--- TASK DATA ---

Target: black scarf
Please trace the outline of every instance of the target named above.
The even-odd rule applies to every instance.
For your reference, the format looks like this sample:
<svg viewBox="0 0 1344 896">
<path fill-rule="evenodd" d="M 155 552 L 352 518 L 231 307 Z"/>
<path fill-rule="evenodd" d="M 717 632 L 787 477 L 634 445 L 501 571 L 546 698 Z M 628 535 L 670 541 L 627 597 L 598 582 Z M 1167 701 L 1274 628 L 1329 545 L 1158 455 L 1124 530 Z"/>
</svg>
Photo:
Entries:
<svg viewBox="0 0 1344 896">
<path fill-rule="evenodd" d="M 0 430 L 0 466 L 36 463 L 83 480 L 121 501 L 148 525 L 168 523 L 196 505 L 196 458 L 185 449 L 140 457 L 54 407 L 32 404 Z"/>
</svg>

---
--- TASK DATA ---

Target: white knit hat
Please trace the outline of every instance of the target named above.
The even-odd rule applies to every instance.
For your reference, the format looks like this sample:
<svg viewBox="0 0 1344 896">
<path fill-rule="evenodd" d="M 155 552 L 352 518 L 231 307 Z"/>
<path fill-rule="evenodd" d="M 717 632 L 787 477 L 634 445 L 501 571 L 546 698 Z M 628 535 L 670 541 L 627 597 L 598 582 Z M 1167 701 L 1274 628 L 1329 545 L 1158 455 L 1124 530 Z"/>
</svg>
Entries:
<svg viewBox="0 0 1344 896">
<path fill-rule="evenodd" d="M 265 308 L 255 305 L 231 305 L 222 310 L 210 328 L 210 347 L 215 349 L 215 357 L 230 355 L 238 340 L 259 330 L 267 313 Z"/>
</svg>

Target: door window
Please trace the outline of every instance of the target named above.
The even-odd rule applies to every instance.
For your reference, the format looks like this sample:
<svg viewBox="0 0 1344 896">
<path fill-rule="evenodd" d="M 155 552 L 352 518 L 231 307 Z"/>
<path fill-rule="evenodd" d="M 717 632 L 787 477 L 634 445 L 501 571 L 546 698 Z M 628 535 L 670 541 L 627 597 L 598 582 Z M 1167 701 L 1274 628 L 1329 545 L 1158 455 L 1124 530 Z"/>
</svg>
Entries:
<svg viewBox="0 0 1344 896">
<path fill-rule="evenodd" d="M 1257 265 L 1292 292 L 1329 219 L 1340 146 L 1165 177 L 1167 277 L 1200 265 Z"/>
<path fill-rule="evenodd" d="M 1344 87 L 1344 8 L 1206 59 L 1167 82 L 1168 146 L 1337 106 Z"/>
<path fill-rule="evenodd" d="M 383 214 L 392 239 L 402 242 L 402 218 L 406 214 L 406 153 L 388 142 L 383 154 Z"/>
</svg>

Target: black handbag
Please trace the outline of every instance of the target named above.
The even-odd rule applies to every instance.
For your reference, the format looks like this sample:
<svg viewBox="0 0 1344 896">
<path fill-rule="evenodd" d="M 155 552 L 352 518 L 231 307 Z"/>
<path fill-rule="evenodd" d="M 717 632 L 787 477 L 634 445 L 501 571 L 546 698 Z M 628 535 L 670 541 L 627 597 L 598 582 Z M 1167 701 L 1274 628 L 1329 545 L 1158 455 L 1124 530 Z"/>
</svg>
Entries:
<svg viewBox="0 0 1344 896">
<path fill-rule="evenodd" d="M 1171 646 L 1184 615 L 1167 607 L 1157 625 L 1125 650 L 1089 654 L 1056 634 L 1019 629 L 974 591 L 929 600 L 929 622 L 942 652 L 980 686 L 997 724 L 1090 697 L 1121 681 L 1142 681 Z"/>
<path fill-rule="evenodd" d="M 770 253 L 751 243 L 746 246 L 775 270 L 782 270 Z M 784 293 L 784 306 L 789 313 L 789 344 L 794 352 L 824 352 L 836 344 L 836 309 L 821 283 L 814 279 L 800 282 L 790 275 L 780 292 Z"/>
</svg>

---

> TASK TO COMPLETE: Return every line of the records that contains the word "black", treating uppercase and lowercase as different.

> TASK ANSWER:
Target: black scarf
Target: black handbag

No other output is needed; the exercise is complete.